### Problem to solve
Give, as a JSON list of strings with one string per line and blank lines left out, the lines of the material from the line containing "of the neighboring" through the end of the material, both ends included.

### Dataset records
>> begin

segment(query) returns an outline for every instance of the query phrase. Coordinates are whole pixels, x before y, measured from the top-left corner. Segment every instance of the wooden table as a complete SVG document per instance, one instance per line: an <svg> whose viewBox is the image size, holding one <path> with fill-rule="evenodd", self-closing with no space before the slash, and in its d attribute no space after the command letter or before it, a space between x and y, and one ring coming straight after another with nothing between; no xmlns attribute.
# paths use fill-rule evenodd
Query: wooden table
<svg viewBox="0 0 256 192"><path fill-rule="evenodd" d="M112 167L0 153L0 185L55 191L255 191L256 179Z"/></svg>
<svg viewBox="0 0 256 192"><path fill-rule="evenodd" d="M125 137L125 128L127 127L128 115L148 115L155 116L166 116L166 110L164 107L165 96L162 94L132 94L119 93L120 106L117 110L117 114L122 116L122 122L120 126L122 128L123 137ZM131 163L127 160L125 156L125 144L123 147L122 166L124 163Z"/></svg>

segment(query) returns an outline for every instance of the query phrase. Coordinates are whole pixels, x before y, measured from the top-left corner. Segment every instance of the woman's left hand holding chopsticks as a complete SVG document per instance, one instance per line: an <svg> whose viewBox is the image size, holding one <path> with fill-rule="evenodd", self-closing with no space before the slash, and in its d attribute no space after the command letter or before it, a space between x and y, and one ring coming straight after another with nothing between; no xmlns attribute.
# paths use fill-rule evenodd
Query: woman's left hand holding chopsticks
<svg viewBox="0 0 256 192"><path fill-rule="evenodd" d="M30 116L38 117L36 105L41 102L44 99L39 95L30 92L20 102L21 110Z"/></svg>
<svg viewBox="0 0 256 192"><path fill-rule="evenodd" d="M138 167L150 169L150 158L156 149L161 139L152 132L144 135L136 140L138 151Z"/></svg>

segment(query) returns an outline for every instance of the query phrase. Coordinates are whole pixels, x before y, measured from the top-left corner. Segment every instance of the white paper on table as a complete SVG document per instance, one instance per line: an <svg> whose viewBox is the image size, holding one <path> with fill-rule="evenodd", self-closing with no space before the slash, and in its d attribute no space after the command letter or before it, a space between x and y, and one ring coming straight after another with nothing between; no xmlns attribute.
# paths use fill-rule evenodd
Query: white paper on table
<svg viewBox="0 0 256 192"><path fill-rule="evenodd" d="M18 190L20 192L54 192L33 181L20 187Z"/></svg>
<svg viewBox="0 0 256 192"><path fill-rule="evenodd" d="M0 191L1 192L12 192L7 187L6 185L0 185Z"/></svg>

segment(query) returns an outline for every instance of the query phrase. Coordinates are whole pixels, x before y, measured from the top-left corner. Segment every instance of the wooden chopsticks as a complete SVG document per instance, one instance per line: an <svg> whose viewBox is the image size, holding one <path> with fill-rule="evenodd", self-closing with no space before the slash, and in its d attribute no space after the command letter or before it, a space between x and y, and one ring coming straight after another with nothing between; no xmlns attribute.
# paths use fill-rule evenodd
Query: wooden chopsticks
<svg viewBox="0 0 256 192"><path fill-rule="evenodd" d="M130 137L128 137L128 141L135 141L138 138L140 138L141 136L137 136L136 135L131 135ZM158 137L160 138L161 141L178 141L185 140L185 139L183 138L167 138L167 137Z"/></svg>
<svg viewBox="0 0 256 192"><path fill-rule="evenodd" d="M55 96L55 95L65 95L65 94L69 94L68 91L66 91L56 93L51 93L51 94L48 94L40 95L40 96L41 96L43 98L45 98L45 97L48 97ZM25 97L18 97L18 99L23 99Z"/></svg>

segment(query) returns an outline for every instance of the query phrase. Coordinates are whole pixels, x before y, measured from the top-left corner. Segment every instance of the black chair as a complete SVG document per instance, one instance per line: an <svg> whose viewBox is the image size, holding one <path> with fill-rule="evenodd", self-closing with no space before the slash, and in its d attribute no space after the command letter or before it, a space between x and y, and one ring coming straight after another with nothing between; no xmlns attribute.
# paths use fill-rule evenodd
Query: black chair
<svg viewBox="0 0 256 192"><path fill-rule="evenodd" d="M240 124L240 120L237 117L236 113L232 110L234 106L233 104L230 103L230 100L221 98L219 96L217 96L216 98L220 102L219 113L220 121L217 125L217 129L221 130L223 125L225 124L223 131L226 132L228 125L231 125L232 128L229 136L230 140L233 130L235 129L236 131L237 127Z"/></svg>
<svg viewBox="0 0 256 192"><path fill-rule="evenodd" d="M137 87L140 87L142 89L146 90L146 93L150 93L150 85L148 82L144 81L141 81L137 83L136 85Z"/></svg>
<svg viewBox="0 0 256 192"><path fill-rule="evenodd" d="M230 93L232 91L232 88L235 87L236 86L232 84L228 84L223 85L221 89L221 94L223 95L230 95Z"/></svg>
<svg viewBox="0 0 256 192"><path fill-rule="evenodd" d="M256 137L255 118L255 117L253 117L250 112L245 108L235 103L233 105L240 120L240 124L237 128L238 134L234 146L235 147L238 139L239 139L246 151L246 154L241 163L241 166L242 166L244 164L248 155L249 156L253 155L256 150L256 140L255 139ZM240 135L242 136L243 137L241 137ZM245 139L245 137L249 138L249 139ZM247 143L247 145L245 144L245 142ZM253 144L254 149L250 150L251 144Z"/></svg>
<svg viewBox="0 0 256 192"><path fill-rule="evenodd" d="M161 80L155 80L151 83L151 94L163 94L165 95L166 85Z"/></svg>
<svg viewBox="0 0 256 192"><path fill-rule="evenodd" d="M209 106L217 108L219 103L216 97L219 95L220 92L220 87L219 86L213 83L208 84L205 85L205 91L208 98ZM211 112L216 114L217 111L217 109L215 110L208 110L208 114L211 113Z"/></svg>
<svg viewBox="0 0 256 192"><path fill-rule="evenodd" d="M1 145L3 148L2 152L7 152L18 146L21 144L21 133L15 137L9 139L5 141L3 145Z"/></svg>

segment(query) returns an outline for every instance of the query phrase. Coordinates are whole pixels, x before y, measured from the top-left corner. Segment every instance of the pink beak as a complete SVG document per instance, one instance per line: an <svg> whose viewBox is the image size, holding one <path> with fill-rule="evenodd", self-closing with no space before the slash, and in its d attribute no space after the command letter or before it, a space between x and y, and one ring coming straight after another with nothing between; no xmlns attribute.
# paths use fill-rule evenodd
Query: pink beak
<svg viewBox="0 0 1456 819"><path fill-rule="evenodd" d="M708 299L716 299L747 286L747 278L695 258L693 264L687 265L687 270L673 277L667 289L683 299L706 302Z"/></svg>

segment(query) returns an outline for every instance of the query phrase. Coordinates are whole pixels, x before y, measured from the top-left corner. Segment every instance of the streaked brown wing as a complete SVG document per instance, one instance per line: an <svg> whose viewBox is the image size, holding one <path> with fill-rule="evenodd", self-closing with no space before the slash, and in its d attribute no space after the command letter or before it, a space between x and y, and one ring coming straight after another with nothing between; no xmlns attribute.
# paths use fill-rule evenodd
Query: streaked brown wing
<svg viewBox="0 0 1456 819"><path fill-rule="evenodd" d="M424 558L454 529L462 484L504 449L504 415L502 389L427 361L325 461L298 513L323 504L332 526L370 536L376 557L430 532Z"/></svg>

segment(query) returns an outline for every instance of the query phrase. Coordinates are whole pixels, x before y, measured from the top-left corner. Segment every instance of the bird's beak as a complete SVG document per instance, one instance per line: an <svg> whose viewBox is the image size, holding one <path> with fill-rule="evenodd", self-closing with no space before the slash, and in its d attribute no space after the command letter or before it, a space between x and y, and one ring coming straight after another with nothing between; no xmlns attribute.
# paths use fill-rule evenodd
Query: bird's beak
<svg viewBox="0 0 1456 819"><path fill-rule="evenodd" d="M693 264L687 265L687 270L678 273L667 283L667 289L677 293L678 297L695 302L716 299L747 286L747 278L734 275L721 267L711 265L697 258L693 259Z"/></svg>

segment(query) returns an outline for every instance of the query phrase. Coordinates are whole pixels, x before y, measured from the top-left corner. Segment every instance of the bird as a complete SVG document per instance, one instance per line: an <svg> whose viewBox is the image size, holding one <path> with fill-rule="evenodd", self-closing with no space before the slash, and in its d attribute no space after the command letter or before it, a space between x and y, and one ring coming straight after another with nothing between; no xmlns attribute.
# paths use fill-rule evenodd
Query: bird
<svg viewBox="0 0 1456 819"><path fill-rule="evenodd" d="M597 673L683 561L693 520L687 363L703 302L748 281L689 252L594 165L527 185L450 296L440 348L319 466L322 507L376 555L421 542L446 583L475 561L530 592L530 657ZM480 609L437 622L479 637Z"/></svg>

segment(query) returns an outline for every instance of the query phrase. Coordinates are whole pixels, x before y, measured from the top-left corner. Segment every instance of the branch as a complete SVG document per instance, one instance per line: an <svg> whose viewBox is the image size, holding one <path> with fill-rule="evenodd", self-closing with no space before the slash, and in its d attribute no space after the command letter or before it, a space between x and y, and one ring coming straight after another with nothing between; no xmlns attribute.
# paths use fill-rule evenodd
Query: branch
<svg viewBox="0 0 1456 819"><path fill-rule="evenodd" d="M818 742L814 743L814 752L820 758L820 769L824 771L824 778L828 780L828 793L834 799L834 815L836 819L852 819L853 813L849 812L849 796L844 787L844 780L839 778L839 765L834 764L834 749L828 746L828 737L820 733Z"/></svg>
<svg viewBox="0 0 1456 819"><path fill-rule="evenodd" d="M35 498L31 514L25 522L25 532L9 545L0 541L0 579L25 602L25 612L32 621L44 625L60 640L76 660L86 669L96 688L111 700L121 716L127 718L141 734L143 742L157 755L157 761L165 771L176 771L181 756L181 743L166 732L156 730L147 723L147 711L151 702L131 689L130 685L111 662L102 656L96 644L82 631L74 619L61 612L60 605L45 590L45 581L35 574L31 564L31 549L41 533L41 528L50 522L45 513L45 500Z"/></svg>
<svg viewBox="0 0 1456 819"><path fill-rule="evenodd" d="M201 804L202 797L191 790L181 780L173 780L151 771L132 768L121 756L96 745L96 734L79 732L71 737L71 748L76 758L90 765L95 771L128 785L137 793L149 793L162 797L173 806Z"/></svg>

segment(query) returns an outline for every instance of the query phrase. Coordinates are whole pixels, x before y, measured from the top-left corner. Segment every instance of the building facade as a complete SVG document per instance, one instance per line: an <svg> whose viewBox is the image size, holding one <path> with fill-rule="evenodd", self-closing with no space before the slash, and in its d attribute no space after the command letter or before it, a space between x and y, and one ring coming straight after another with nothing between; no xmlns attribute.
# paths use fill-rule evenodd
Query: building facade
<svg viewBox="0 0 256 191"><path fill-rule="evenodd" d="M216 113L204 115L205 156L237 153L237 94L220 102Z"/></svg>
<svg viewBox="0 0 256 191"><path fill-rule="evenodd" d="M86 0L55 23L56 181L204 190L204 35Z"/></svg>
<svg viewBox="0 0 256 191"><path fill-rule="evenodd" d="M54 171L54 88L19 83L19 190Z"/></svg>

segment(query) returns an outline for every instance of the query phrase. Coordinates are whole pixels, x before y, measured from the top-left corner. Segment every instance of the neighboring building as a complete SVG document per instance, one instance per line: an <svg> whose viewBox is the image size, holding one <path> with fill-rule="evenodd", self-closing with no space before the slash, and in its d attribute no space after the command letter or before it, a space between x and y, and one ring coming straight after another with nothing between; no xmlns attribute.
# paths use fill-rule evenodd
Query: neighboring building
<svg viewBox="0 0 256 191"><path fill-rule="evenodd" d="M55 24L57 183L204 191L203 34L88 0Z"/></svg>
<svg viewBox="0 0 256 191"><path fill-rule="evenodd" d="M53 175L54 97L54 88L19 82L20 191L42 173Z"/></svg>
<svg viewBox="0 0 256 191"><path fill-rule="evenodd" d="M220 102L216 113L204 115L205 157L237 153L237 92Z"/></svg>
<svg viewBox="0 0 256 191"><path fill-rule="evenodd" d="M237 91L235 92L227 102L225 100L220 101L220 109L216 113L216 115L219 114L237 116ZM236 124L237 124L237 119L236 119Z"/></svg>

>> end

### Written solution
[
  "segment(query) returns an outline for every instance of the query phrase. Coordinates are whole pixels, x before y, measured from the top-left corner. Segment every instance of the neighboring building as a complete SVG document per instance, one instance per line: an <svg> whose viewBox is the image size, holding one <path> with fill-rule=\"evenodd\", self-closing with no space before the slash, and in its d attribute no space after the command letter or before it, a space between x and y, and one ring coming straight after another with nothing between; no xmlns attribute.",
  "# paths use fill-rule evenodd",
  "Query: neighboring building",
  "<svg viewBox=\"0 0 256 191\"><path fill-rule=\"evenodd\" d=\"M55 24L57 183L204 191L203 34L88 0Z\"/></svg>",
  "<svg viewBox=\"0 0 256 191\"><path fill-rule=\"evenodd\" d=\"M53 175L54 97L54 88L19 82L20 191L42 173Z\"/></svg>",
  "<svg viewBox=\"0 0 256 191\"><path fill-rule=\"evenodd\" d=\"M220 102L216 113L204 115L205 157L237 153L237 92Z\"/></svg>",
  "<svg viewBox=\"0 0 256 191\"><path fill-rule=\"evenodd\" d=\"M237 91L235 92L227 102L225 100L220 101L220 109L216 113L216 115L219 114L237 116ZM236 124L237 124L237 119L236 119Z\"/></svg>"
]